**Passage to read:**

>> Start

For my game, which contains one giant map like Metroid and the non-stage based Castlevania games, I will hold a map that points to rooms, and those rooms will point to screens. There are 1024 different possible screens, and each screen is made up of 16 8x8 tiles. Each screen is 256x256 pixels. Each 8x8 tile is made up of 4 4x4 tiles, which are made up of 4 2x2 tiles, which are made up of 4 1x1 tiles. There are 256 different 8x8, 4x4, 2x2, and 1x1 tiles. I can swap different stacks of tile definitions to make more interesting/different areas.

I plan to have different ranges in my 2x2 metatile defs to represent different tile types, like solids or solid diagonals, etc.

I haven't quite figured out the exact format of the whole map, but I know there is a 16k bank full of the different metatile definitions, 16k for the screen definitions, and I'm sure a bank or so for the room definitions.

>> End

**Data excerpts:**
>> Start

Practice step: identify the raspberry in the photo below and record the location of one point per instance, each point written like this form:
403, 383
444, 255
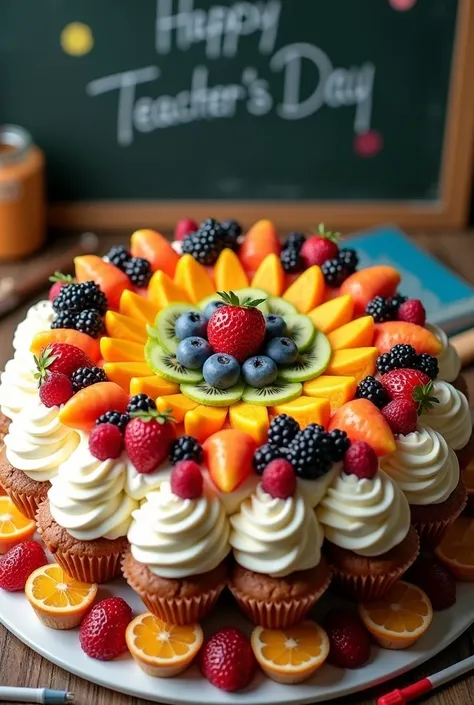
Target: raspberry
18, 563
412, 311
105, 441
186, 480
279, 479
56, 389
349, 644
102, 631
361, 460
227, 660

>> End
>> Start

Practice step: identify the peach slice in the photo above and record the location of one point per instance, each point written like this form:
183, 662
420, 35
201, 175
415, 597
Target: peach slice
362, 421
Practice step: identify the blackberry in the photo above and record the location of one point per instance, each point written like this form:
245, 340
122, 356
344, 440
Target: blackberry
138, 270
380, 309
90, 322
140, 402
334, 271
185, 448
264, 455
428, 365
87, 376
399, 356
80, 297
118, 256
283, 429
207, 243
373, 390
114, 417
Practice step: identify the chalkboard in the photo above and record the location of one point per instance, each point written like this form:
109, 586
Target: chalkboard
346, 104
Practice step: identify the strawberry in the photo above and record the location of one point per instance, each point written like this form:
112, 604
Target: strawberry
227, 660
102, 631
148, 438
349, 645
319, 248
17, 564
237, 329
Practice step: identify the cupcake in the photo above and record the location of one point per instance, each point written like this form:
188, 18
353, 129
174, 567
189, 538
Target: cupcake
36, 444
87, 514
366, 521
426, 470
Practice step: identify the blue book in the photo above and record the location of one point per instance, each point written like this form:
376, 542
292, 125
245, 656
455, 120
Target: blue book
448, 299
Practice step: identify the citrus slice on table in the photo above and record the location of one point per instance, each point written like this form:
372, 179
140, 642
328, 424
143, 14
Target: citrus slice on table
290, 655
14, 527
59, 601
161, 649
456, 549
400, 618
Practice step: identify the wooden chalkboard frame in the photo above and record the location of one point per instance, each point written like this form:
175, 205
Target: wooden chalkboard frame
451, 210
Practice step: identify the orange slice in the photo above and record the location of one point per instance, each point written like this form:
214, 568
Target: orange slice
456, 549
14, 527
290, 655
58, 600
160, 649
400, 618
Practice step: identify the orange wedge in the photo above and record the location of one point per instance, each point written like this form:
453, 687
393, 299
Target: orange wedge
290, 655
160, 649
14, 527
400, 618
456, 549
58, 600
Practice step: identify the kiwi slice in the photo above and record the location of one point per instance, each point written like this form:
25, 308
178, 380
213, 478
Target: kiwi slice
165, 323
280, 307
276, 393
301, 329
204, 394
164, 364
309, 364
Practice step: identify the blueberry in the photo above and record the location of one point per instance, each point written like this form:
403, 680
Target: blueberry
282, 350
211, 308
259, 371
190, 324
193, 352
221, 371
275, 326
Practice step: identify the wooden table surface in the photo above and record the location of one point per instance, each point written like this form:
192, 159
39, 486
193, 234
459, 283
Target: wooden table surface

>> End
>> Start

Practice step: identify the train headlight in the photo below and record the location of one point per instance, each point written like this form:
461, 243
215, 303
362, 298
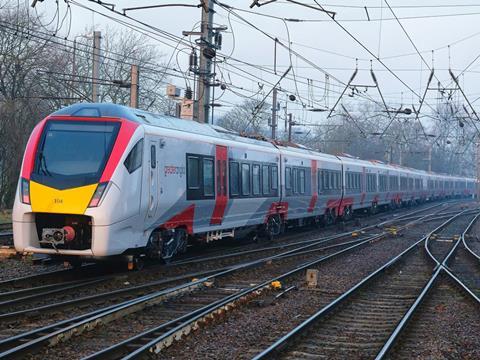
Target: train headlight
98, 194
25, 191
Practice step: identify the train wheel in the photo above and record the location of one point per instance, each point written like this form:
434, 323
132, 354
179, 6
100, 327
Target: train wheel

>> End

**Work to complete:**
a: Retype the stretch of the game map passage from "I haven't quite" through "the room definitions.".
b: Pick up the game map passage after its final sentence and keep writing it.

**Answers below:**
a:
I haven't quite figured out the exact format of the whole map, but I know there is a 16k bank full of the different metatile definitions, 16k for the screen definitions, and I'm sure a bank or so for the room definitions.

b:
For collision detection, I plan to have a copy of the screen in RAM that's 16x16 metatiles big, and it'll be easy to do detection here. But this is something that has always concerned me, as there are objects off screen that sometimes I want to remain active, and they can't act properly if they don't collide with anything.

To spawn enemies, I load all of them as I enter a room. They all have 16-bit X/Y coordinates, and they are always somewhat active. When they are killed, they are removed from existence so there are no annoying respawns.

I plan to make my own map editor in Visual Basic, but I haven't gotten around to it yet. I need to make this as typing in levels is a nightmare.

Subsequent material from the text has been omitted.